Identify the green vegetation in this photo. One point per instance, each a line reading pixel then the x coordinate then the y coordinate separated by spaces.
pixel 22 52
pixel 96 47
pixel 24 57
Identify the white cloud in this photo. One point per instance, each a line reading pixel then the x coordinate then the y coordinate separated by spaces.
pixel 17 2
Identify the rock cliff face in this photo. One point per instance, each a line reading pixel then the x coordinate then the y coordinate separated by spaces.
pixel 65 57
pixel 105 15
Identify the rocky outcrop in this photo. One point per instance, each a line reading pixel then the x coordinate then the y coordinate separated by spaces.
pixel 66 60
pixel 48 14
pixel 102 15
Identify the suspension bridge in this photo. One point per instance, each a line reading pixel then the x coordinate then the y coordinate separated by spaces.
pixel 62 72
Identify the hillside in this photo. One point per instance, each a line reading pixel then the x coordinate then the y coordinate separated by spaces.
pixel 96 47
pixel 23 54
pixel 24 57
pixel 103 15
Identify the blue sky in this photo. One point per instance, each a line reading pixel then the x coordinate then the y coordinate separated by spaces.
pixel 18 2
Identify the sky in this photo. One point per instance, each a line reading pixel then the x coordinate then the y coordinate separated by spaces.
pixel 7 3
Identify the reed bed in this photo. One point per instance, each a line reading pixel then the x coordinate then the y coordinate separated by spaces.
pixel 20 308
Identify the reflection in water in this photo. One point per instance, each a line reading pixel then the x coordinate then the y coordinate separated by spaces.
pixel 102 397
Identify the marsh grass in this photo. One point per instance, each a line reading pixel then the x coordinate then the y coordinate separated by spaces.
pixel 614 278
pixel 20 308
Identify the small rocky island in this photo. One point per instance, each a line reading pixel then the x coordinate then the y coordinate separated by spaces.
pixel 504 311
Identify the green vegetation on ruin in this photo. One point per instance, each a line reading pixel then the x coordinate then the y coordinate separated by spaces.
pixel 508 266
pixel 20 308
* * *
Would you repeat all the material exactly as it is shown?

Identify the green vegetation in this photo. One point per instance, each a line reading pixel then the x coordinate then the y coordinate separated by spaces.
pixel 22 52
pixel 96 47
pixel 24 57
Identify the white cloud in this photo. One point per instance, each a line reading pixel then the x coordinate then the y coordinate separated by spaces.
pixel 17 2
Identify the rock cliff face in this photo. One point per instance, each a line reading pixel then the x coordinate then the y coordinate separated by spaces.
pixel 65 57
pixel 105 15
Identify the rocky outcrop in this photo. One point per instance, each a line reading pixel then the x coordinate then the y coordinate separated by spaces.
pixel 66 60
pixel 48 14
pixel 102 15
Identify the suspension bridge in this photo. One point per instance, each a line reading pixel then the x coordinate then the y coordinate separated by spaces.
pixel 62 72
Identify the hillside in this photo. One point per instance, each a line reading pixel then the x coordinate then the y coordinate separated by spaces.
pixel 96 47
pixel 23 54
pixel 24 57
pixel 103 15
Identify the blue sky in this photo. One point per instance, each a line reading pixel then the x coordinate then the y coordinate separated by spaces.
pixel 18 2
Identify the sky in this photo. One point per instance, each a line reading pixel then the x coordinate then the y coordinate separated by spaces.
pixel 7 3
Identify the reed bed in this photo. One point per instance, each a line reading pixel then the x coordinate then the y coordinate separated by spaces.
pixel 20 308
Identify the reflection in water in this photo. One point per instance, each a line reading pixel then the x coordinate then the y coordinate separated by spaces.
pixel 102 397
Identify the marsh grass in this photo. One point per instance, each a line reading pixel then the x coordinate then the y coordinate separated by spaces.
pixel 614 278
pixel 20 308
Identify the small rocky island in this photo. One point per instance, each a line reading pixel then the x coordinate then the y coordinate separated by spaces.
pixel 504 311
Identify the green vegetation on ruin in this photo. One point per instance, each a line reading pixel then the x coordinate then the y coordinate separated by spaces.
pixel 508 266
pixel 20 308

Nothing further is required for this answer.